**Point-per-instance localization data:**
——

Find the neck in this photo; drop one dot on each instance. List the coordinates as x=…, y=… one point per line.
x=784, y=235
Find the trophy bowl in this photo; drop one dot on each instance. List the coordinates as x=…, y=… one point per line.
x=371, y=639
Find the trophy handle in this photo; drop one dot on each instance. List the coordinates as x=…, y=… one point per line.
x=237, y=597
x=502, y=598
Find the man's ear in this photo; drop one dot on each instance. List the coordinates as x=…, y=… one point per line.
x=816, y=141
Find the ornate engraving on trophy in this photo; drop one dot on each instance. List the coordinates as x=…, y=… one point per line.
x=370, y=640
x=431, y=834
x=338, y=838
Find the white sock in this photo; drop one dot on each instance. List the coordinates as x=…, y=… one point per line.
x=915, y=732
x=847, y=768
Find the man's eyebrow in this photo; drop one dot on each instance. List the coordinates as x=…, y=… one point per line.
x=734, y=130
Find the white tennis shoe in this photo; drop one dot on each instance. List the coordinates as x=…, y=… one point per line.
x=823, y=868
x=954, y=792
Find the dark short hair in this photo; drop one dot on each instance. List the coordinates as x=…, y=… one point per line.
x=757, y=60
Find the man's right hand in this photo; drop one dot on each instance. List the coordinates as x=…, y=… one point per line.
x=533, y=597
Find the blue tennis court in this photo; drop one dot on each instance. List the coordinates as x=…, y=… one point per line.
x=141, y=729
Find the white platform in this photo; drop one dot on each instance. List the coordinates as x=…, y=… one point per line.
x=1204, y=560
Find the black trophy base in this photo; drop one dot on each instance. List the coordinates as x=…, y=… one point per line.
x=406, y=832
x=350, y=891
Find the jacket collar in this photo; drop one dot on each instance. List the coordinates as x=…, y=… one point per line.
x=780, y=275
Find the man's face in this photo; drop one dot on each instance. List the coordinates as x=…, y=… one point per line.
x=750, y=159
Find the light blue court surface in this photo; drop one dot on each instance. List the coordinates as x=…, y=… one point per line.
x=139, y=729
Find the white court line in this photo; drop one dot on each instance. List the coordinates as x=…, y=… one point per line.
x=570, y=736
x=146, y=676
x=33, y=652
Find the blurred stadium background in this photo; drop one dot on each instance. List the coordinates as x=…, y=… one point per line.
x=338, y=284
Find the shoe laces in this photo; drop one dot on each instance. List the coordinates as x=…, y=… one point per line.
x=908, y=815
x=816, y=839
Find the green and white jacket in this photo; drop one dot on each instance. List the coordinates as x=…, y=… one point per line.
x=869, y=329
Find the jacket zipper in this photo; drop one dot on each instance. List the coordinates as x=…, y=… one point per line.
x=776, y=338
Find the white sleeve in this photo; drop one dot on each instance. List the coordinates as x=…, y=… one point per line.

——

Every line above needs to be retyped exactly.

**Response to this task:**
Find the neck in this photo; drop one dot on each instance. List the coordinates as x=…, y=… one point per line.
x=784, y=235
Find the trophy bowl in this photo; drop one dot on each instance. List the coordinates as x=…, y=… one point per line.
x=371, y=639
Find the trophy handle in this photo; drop one dot on each instance. List the coordinates as x=…, y=… one point per line.
x=237, y=597
x=502, y=598
Find the man's ear in this photo; drop one dot on each instance. List the coordinates as x=…, y=… one point per line.
x=816, y=141
Find the ornate engraving on trophy in this photo; drop one dot on each instance. List the coordinates as x=…, y=… one point per line.
x=370, y=640
x=431, y=834
x=338, y=838
Find the white sock in this photo; drop one dot on each instance. List the coordinates as x=…, y=… one point per line.
x=915, y=732
x=847, y=768
Find the man's eyebrow in this photo; drop one dot on each instance. List the coordinates as x=…, y=… one point per line.
x=734, y=130
Find the white tennis shoe in this photo; drop one dot on each instance. List the coordinates as x=…, y=… one point per line.
x=823, y=868
x=954, y=792
Find the dark short hair in this photo; drop one dot on each instance. List the coordinates as x=…, y=… one point per line.
x=757, y=60
Find the man's right hand in this photo; drop one dot on each instance. List the coordinates as x=…, y=… one point per line.
x=533, y=597
Find the blue tennis court in this photo; drop one dot on each instance. List the coordinates as x=…, y=… one point per line.
x=141, y=729
Find the white platform in this photo; drop one dot on each instance. List the coordinates as x=…, y=… one point per line.
x=1204, y=560
Find the black trophy base in this photo; drop one dot on each instance. List the coordinates as x=…, y=… one point per line.
x=406, y=832
x=350, y=891
Find the jacket collar in this photo; drop one dot on each instance. List the coordinates as x=…, y=… one point per line.
x=780, y=275
Find the man's face in this photo; drop one dot on each instance. List the coordinates as x=…, y=… one point per line.
x=750, y=159
Find the light blue court surface in this photo; drop one dot on each instance. List the coordinates as x=…, y=… one point per line.
x=139, y=729
Find the white court line in this photo; drop one dot on each instance. List the coordinates as x=…, y=… one point per line.
x=570, y=736
x=146, y=676
x=33, y=652
Find the blurred stadium background in this photo; drop one dot on each instance. List the coordinates as x=…, y=… one point per line.
x=338, y=284
Find the shoe laces in this photo; drop one dot on each instance. List the coordinates as x=…, y=… one point per line.
x=908, y=815
x=816, y=839
Find the green and white jacket in this photo; drop one dot on each instance. List the coordinates as x=…, y=… one point per line.
x=869, y=329
Find the jacket zipper in this photo; drop one dot on each instance. List the coordinates as x=…, y=… one point per line.
x=776, y=338
Find the white sleeve in this photo; drop one dot on each instance. List the coordinates as x=…, y=… one point per line.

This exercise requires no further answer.